Put the lines from the one containing "Practice step: point at the shrub" through the end of the records, inclusive, into a Markdown table with the columns No. and Text, giving each line a row number and skipping blank lines. Leave the pictures out of the table.

═════ Entries ═════

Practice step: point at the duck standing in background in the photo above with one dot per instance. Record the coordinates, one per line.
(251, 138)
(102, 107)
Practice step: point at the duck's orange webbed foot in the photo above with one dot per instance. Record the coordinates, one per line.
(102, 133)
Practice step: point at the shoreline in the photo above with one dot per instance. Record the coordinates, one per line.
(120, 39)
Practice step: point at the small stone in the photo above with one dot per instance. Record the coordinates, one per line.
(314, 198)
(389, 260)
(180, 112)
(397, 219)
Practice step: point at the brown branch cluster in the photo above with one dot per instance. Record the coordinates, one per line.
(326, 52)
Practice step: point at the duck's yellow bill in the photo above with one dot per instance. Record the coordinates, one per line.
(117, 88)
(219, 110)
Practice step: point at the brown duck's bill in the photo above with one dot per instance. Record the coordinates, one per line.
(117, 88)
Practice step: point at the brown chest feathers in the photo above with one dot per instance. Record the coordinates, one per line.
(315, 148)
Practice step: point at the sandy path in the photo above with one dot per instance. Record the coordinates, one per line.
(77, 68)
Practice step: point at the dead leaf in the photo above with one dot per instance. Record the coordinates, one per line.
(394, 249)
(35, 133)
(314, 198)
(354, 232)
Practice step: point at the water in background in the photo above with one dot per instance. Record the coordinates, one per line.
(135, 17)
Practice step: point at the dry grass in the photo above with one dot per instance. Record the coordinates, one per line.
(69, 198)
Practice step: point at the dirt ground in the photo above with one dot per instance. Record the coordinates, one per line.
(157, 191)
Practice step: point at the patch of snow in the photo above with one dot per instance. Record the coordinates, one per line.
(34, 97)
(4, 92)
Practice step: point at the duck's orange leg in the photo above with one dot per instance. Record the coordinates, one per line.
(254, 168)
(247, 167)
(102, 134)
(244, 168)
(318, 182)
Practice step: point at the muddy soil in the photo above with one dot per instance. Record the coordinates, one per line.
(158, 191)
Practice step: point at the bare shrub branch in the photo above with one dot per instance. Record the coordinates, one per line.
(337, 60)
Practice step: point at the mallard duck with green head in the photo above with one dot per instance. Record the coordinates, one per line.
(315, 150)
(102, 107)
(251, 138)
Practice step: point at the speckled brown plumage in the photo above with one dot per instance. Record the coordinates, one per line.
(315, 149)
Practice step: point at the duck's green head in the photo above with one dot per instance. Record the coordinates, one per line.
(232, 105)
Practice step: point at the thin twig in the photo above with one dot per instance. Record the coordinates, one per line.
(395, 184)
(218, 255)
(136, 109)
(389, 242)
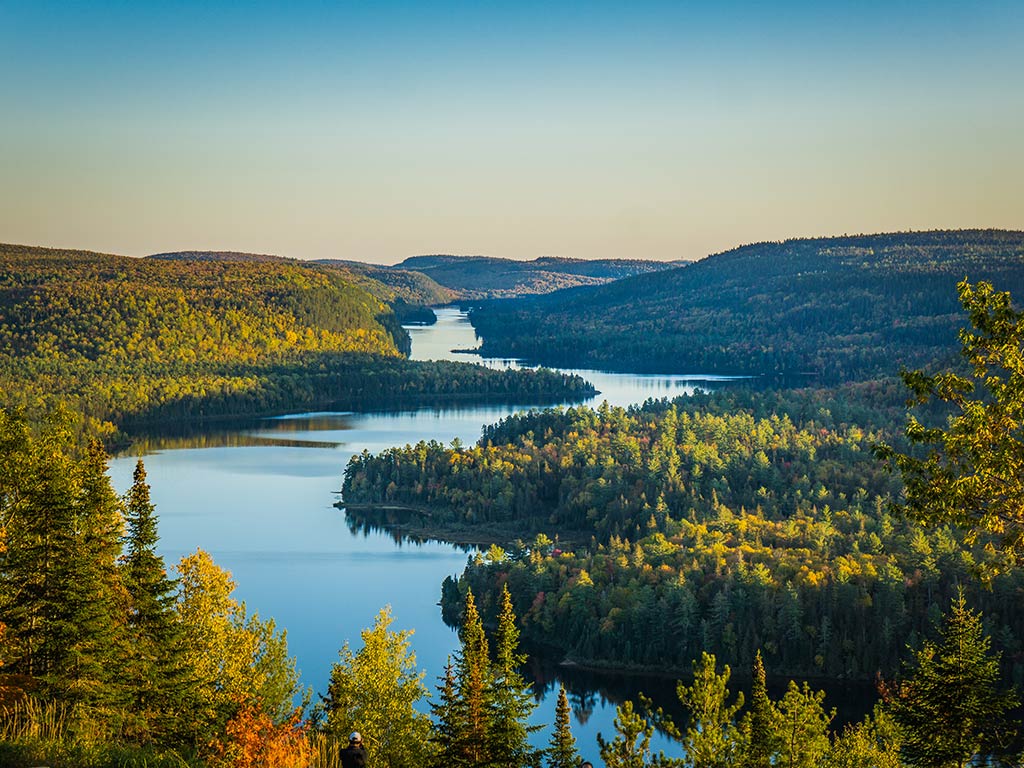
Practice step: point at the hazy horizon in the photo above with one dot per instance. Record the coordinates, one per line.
(651, 130)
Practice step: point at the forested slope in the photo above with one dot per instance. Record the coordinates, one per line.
(725, 523)
(123, 340)
(486, 276)
(392, 286)
(822, 310)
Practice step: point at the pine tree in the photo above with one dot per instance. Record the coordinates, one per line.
(161, 685)
(95, 585)
(760, 726)
(562, 752)
(631, 747)
(803, 725)
(450, 726)
(475, 685)
(950, 707)
(41, 604)
(712, 739)
(57, 595)
(512, 699)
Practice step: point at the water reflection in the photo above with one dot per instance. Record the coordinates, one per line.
(258, 495)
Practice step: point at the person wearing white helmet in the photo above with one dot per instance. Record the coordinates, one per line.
(353, 756)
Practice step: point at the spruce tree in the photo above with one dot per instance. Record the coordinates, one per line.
(57, 593)
(475, 686)
(631, 747)
(803, 725)
(950, 707)
(712, 739)
(94, 584)
(561, 750)
(512, 697)
(160, 683)
(760, 725)
(450, 726)
(41, 548)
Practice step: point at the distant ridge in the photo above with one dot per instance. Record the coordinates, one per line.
(821, 309)
(488, 276)
(217, 256)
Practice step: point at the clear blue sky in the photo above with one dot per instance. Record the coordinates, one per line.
(375, 131)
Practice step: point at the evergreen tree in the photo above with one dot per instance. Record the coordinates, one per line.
(561, 751)
(161, 685)
(971, 473)
(450, 727)
(760, 725)
(712, 739)
(950, 707)
(871, 743)
(631, 747)
(47, 608)
(803, 726)
(94, 584)
(475, 686)
(512, 697)
(57, 579)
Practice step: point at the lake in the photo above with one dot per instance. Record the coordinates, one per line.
(260, 501)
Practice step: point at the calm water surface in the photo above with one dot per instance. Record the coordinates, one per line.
(259, 501)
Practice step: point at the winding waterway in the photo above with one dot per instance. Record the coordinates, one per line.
(259, 501)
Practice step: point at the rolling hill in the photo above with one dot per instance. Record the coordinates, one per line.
(820, 310)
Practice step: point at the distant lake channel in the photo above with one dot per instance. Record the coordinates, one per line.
(259, 499)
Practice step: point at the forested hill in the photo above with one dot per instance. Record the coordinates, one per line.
(816, 310)
(123, 340)
(485, 276)
(398, 288)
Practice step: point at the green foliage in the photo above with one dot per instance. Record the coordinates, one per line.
(512, 696)
(156, 674)
(803, 727)
(760, 726)
(873, 742)
(127, 342)
(822, 310)
(485, 276)
(631, 745)
(972, 474)
(950, 707)
(376, 691)
(237, 658)
(712, 739)
(561, 750)
(729, 523)
(58, 587)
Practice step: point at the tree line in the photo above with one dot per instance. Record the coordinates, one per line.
(802, 312)
(126, 342)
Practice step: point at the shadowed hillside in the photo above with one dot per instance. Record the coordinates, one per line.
(826, 309)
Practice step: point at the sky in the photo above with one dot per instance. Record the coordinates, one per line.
(380, 130)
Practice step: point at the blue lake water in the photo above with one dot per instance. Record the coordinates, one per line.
(260, 502)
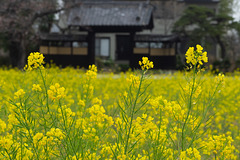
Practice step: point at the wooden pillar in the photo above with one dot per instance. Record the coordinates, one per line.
(132, 57)
(91, 47)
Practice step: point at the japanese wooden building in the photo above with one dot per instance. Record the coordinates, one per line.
(122, 21)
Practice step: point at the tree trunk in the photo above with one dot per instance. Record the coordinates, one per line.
(17, 53)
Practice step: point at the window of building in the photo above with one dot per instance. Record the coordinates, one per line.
(156, 45)
(77, 44)
(141, 44)
(102, 47)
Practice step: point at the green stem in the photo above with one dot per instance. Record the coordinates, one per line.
(132, 113)
(189, 107)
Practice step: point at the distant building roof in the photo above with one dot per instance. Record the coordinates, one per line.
(63, 37)
(111, 14)
(199, 1)
(156, 38)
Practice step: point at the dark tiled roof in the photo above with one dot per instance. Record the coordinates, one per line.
(156, 38)
(62, 37)
(199, 1)
(111, 14)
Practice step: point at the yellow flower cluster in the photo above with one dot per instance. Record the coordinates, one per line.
(92, 122)
(219, 78)
(196, 56)
(36, 87)
(219, 146)
(92, 72)
(35, 60)
(19, 94)
(190, 154)
(56, 92)
(145, 63)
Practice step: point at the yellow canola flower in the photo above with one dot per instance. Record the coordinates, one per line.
(196, 56)
(35, 60)
(20, 93)
(145, 63)
(36, 87)
(190, 154)
(56, 92)
(92, 72)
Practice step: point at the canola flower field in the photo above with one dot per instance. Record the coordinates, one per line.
(53, 113)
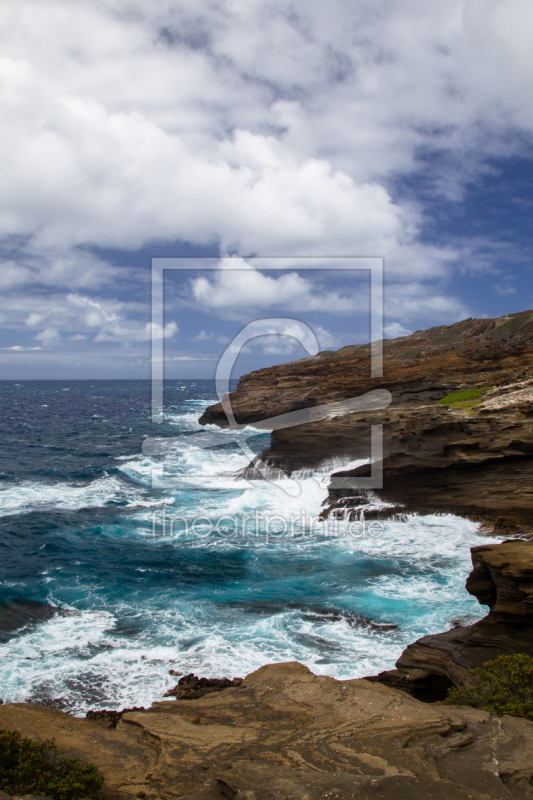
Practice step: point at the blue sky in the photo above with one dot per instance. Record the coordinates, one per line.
(351, 128)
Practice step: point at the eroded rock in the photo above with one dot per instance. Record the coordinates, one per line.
(287, 734)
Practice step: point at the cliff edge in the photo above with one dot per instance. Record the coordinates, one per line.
(287, 734)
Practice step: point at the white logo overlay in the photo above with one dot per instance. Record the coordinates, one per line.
(376, 400)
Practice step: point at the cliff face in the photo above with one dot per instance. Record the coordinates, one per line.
(502, 578)
(286, 734)
(474, 460)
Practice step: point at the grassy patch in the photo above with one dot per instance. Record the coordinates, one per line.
(446, 338)
(502, 686)
(465, 398)
(28, 767)
(510, 327)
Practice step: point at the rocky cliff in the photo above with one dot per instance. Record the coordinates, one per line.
(286, 734)
(472, 456)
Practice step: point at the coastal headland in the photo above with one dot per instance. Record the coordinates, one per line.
(457, 438)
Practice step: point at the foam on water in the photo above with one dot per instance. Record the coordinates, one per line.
(260, 580)
(36, 496)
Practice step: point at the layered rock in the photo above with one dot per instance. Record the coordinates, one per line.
(502, 578)
(286, 734)
(474, 460)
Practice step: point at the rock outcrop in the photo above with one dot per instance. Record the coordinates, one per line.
(502, 578)
(474, 458)
(286, 734)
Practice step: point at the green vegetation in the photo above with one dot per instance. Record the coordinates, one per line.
(28, 767)
(502, 686)
(410, 355)
(510, 327)
(465, 398)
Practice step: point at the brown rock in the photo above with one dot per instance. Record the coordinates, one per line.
(287, 734)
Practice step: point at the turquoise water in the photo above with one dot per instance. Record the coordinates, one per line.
(177, 562)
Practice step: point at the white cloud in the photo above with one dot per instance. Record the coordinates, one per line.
(264, 127)
(18, 348)
(236, 286)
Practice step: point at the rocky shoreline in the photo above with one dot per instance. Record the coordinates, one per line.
(284, 733)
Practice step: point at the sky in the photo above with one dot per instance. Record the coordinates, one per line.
(227, 129)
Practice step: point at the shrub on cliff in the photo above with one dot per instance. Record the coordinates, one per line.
(502, 686)
(28, 767)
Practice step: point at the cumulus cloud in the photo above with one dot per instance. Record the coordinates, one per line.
(249, 125)
(255, 127)
(238, 286)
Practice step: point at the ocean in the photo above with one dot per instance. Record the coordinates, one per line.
(116, 567)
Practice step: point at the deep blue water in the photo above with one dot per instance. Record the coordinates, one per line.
(116, 567)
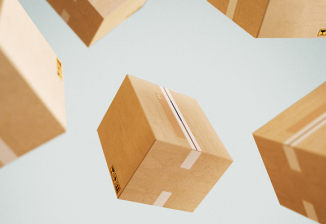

═════

— Completed task —
| No. | Text |
|---|---|
| 1 | Practice step: point at the shrub on cliff in the photo above with one dot per instance. Record the coordinates, one per line. |
| 2 | (502, 686) |
| 3 | (28, 767) |
| 4 | Practice step: point at the cumulus cloud in the photo above with one dot per instance. Record the coordinates, one per line. |
| 5 | (249, 125) |
| 6 | (255, 127) |
| 7 | (238, 286) |
| 8 | Practice step: point at the ocean in the photo above with one dot per instance. Record the coordinates, one per line. |
| 9 | (116, 567) |
| 10 | Practice step: point at the deep blue water in the photo above with one dot per instance. Record the coordinates, one per line. |
| 11 | (116, 567) |